» **SOURCE TEXT**
_ _ _ _

US campuses chafing under Covid restrictions – Times Higher Education

US colleges and universities are beginning the spring semester with growing rebellions against ongoing lockdowns, as both staff and students increasingly question the value of heavy in-person restrictions.
The semester arrives with US higher education experiencing perhaps its widest-yet diversity in pandemic responses. A substantial number of institutions, including Yale University and the University of Chicago, are delaying their semester start dates. Others, including Harvard, Stanford and most of the University of California system, are moving classes online to begin with.
Yet much of the sector – including the University of California, Berkeley, the University of Michigan, Pennsylvania State University, and institutions across the southern US – is sticking to relatively normal reopening plans.
While institutions are facing criticisms no matter what decision they make, the most substantial shift in US higher education appears headed in the direction of demanding pre-Covid routines. Several colleges and universities are hearing protests over revived online formats, restrictions on student movement, and extended isolation periods for those found infected.

_ _ _ _

» **INFORMATION GIVEN**
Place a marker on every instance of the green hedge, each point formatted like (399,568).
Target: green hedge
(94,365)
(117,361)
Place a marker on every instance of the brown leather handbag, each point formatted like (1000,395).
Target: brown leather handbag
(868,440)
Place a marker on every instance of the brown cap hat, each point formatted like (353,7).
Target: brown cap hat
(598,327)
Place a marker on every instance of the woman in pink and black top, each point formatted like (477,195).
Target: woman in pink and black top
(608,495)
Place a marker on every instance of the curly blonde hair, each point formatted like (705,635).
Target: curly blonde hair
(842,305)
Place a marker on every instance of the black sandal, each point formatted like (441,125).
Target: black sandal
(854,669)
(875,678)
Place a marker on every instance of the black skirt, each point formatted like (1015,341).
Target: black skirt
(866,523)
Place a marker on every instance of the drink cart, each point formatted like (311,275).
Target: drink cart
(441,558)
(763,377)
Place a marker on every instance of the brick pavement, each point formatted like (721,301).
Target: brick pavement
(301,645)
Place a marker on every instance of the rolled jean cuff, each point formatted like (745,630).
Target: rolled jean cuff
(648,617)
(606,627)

_ _ _ _

» **GOAL OF THE EXERCISE**
Could you continue the article on US campuses chafing under Covid restrictions, starting after its last sentence?

» **RESPONSE BELOW**
Leading examples include Yale, where the Ivy League institution has taken its rules to the point of forbidding its students to eat at off-campus restaurants – even if they are outdoors. More than 700 University of Michigan students signed a petition supporting regular classroom instruction, pushing back against 900 other community members who pleaded for a January delay.
In the early months of the pandemic, with the dimensions of the threat largely unknown, support for more cautious approaches was common in academia. The University of Washington closed its doors when Covid first become widespread in early March 2020 and more than 1,000 institutions followed suit within two weeks.
Covid responses in the US took a deeply partisan tone in the following months, with institutions in more conservative areas of the country fighting back against restrictions. That kind of sentiment is now on the rise, as the Omicron variant appears to be spreading widely but causing relatively few fatalities in a nation with nearly two-thirds of the population vaccinated.
Academic critics include Marty Makary, professor of medicine at Johns Hopkins University, who argues that institutional leaders have been too slow to calibrate their responses to the recognised level of risk.
The targets of his criticisms include Cornell University, for requiring that its students wear masks outdoors; Princeton University, for not letting its fully vaccinated students leave their county; Georgetown University, for keeping students isolated for 10 days after a positive test; and Emerson College, for twice-a-week testing and stay-in-room expectations.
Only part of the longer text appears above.